**Bu işin listesi**
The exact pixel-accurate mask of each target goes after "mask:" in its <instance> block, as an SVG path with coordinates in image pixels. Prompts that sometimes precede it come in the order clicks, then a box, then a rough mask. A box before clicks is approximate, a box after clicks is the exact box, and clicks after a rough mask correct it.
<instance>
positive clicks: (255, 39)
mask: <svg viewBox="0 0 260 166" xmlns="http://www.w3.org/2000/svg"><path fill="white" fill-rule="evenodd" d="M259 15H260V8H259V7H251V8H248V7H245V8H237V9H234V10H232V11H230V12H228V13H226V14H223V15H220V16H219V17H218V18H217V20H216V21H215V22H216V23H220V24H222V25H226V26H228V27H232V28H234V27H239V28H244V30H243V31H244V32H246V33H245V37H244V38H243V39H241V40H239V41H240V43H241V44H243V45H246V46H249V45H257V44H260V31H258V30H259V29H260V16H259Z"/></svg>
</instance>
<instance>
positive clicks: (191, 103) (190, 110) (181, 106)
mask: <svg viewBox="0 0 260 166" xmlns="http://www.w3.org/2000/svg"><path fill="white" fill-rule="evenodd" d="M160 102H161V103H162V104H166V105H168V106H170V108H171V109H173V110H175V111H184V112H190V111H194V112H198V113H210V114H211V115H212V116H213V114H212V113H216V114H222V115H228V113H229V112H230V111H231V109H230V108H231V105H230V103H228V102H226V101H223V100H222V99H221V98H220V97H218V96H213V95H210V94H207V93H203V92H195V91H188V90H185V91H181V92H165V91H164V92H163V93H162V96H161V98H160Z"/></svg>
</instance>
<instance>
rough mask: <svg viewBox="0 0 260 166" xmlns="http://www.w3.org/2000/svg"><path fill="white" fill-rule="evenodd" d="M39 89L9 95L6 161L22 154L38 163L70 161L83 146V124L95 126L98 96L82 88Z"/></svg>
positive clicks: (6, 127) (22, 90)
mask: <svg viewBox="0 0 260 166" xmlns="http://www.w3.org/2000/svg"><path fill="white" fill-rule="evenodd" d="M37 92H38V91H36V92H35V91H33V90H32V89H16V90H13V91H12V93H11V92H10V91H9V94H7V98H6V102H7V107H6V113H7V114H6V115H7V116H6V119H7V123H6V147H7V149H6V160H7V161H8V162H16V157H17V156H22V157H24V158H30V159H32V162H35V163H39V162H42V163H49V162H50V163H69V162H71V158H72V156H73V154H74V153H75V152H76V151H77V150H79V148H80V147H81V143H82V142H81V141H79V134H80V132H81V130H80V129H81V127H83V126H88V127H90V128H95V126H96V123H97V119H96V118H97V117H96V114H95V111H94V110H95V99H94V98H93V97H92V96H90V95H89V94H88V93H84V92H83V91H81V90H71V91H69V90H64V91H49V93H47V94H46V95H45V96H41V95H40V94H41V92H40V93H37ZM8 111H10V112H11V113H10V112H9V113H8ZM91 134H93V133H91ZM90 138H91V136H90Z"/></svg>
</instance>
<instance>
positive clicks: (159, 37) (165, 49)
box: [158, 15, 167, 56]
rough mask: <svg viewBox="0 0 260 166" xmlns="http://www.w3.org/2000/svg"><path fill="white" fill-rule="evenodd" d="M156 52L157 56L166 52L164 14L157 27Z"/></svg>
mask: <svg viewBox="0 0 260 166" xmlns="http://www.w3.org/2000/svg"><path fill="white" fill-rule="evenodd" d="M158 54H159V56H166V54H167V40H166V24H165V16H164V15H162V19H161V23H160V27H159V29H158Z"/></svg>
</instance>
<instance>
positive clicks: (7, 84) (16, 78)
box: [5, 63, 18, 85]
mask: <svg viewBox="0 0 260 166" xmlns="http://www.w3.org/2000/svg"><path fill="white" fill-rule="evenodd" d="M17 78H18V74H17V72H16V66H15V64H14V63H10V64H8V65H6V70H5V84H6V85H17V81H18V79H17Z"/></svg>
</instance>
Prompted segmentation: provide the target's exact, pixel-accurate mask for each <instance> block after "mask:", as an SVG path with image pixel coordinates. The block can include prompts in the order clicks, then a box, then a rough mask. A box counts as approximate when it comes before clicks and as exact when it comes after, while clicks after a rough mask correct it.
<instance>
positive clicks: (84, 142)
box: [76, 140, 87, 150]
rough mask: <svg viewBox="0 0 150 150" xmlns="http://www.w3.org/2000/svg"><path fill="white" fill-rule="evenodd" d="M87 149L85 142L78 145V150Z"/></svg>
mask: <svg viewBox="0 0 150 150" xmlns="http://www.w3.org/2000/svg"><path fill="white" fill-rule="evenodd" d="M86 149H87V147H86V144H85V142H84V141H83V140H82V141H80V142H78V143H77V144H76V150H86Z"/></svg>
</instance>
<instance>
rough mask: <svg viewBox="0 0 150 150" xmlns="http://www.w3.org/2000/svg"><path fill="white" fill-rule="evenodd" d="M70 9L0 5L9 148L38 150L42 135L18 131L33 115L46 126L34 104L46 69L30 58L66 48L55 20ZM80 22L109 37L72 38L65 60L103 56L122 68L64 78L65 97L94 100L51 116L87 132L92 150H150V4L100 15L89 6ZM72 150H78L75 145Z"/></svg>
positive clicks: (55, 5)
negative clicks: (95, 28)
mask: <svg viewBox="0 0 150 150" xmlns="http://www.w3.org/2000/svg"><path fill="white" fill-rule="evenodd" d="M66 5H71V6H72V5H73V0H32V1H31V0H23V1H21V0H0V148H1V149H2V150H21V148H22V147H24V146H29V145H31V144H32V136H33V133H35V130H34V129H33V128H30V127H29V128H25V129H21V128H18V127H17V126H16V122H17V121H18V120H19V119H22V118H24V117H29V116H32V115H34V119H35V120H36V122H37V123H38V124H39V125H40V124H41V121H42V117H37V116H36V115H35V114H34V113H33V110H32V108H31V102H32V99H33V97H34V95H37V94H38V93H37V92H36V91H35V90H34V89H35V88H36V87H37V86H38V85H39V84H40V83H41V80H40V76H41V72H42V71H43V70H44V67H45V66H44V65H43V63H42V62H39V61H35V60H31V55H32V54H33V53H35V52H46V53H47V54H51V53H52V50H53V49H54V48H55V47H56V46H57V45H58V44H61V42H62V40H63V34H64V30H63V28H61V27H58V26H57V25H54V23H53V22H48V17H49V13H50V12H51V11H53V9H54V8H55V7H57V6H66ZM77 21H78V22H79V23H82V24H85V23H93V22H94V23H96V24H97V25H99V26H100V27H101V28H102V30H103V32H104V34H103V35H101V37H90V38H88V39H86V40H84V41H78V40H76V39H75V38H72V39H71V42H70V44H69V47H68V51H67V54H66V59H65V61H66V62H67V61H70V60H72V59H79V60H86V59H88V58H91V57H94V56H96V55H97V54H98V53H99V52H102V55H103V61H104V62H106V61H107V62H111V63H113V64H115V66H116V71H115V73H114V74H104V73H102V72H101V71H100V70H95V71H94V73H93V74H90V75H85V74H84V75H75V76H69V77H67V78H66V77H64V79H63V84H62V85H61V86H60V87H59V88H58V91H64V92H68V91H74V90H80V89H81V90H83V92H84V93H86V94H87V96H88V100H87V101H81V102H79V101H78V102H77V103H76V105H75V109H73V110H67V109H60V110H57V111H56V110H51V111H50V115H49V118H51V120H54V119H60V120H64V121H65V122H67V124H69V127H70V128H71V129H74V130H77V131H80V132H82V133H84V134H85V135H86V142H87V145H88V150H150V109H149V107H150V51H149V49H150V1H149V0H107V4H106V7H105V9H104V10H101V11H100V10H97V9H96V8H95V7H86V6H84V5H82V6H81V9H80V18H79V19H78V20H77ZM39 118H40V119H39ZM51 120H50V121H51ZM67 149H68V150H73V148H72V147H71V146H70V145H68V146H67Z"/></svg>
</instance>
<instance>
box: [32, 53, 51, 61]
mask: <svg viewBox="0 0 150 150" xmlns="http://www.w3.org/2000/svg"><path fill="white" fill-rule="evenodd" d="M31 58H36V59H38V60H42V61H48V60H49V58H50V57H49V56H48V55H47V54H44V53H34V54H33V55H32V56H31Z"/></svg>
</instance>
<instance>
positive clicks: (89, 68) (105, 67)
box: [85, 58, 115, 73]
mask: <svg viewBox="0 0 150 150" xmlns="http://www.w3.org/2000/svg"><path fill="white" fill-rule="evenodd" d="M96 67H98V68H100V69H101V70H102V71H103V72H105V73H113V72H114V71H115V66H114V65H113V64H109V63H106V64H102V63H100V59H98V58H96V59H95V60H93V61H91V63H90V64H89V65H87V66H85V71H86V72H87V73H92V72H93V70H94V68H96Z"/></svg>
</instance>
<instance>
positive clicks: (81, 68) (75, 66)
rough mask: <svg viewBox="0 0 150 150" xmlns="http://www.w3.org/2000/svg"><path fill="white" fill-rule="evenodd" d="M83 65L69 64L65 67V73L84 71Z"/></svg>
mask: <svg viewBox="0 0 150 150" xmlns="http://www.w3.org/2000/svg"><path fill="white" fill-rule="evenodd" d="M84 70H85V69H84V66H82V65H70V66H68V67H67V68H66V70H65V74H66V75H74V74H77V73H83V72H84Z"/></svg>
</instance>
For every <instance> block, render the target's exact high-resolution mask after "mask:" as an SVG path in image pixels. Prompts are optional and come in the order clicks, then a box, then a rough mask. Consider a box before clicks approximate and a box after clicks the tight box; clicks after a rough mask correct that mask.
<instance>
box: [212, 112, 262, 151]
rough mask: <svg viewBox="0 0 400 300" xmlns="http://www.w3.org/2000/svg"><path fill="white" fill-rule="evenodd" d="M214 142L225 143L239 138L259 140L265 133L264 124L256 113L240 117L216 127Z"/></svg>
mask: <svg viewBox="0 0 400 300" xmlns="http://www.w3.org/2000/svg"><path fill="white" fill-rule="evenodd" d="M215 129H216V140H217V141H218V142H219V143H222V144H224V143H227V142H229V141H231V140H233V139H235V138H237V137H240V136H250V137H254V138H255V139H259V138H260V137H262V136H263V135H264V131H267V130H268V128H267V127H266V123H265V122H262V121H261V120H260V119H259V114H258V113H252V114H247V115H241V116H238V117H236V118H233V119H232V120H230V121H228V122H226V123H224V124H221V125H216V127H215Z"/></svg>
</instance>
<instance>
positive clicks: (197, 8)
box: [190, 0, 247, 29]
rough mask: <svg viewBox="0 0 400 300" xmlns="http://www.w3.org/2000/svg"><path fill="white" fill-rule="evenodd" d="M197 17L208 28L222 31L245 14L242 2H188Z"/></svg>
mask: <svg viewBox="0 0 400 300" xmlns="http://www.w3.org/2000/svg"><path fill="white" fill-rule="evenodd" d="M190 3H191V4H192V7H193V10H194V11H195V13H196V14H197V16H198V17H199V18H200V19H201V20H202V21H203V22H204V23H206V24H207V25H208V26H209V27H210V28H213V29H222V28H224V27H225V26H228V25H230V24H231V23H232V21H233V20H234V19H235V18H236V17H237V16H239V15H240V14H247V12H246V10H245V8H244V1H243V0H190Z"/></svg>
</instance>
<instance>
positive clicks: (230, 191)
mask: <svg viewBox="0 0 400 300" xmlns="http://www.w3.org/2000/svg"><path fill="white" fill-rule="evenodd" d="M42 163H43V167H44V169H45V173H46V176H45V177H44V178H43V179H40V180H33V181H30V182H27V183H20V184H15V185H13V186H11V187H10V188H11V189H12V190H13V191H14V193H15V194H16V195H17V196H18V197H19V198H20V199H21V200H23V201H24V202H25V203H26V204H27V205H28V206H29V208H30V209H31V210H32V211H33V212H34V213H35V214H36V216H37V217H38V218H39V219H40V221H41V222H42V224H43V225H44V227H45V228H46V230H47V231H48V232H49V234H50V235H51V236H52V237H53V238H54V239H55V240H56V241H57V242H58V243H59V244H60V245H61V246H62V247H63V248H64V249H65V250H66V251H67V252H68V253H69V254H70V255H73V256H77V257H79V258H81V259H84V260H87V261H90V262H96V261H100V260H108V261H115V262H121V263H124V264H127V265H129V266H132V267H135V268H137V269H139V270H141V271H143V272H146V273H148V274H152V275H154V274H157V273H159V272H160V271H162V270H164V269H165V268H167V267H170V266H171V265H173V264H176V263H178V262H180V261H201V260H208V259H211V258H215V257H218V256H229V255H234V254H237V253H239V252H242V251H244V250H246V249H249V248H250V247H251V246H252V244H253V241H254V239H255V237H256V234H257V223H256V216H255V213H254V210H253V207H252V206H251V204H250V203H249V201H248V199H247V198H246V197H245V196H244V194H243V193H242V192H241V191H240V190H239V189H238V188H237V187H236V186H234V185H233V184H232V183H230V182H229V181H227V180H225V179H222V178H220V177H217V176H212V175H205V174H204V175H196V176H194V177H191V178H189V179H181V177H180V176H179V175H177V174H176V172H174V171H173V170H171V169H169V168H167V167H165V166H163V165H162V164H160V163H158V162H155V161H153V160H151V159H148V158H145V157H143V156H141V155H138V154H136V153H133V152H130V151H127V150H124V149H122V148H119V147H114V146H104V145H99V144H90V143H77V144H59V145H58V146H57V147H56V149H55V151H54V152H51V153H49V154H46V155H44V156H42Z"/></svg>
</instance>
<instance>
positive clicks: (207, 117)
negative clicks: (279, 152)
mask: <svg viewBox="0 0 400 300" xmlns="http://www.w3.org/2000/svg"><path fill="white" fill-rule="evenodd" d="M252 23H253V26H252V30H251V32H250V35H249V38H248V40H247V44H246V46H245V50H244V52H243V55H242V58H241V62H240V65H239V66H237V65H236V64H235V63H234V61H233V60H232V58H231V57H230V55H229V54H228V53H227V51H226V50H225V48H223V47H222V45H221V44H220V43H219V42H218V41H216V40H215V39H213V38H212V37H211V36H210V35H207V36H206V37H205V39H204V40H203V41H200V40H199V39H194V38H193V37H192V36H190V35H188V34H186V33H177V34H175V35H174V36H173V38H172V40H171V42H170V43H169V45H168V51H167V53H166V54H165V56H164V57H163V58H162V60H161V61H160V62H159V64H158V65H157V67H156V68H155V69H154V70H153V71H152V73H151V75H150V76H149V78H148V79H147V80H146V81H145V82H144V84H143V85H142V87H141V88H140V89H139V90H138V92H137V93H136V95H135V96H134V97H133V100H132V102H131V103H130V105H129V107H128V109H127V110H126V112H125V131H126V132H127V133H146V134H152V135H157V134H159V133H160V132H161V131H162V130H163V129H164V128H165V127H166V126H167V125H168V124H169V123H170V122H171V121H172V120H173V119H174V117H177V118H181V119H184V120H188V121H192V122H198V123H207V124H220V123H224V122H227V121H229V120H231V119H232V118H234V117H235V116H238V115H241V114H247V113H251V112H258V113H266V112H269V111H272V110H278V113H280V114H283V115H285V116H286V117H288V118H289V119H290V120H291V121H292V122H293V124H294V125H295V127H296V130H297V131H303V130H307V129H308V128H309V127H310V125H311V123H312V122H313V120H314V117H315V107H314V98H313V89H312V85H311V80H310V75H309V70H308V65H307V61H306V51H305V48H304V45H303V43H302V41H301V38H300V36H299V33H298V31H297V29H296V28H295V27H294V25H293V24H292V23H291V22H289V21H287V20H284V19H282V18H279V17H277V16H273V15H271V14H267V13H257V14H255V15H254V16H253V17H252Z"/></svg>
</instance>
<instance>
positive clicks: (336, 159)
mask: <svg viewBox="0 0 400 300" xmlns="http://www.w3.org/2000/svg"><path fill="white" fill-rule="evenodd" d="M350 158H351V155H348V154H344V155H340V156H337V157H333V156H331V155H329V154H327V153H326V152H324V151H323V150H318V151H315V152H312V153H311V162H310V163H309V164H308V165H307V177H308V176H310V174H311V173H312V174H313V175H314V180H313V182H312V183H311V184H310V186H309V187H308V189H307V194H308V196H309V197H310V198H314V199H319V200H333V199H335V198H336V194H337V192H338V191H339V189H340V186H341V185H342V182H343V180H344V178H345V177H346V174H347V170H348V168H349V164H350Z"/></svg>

**İş emri**
Yukarıdaki listede "image" kelimesinin geçtiği bütün satırları seçip hiç değiştirmeden yazın.

**Alıştırmanın cevabı**
The exact pixel-accurate mask of each target goes after "mask:" in its <instance> block, as an SVG path with coordinates in image pixels. Prompts that sometimes precede it come in the order clicks, then a box, then a rough mask. A box before clicks is approximate, a box after clicks is the exact box, and clicks after a rough mask correct it.
Prompted segmentation: provide the target's exact, pixel-accurate mask for each <instance> block after "mask:", as an SVG path with image pixel coordinates. The block can include prompts in the order clicks, then a box, then a rough mask. A box counts as approximate when it comes before clicks and as exact when it comes after, while clicks after a rough mask correct it.
For every <instance> block, render the target's exact high-resolution mask after "mask:" as an SVG path in image pixels. Prompts are optional and come in the order clicks, then a box, then a rough mask. Consider a box before clicks approximate and a box after clicks the tight box; clicks after a rough mask correct that mask.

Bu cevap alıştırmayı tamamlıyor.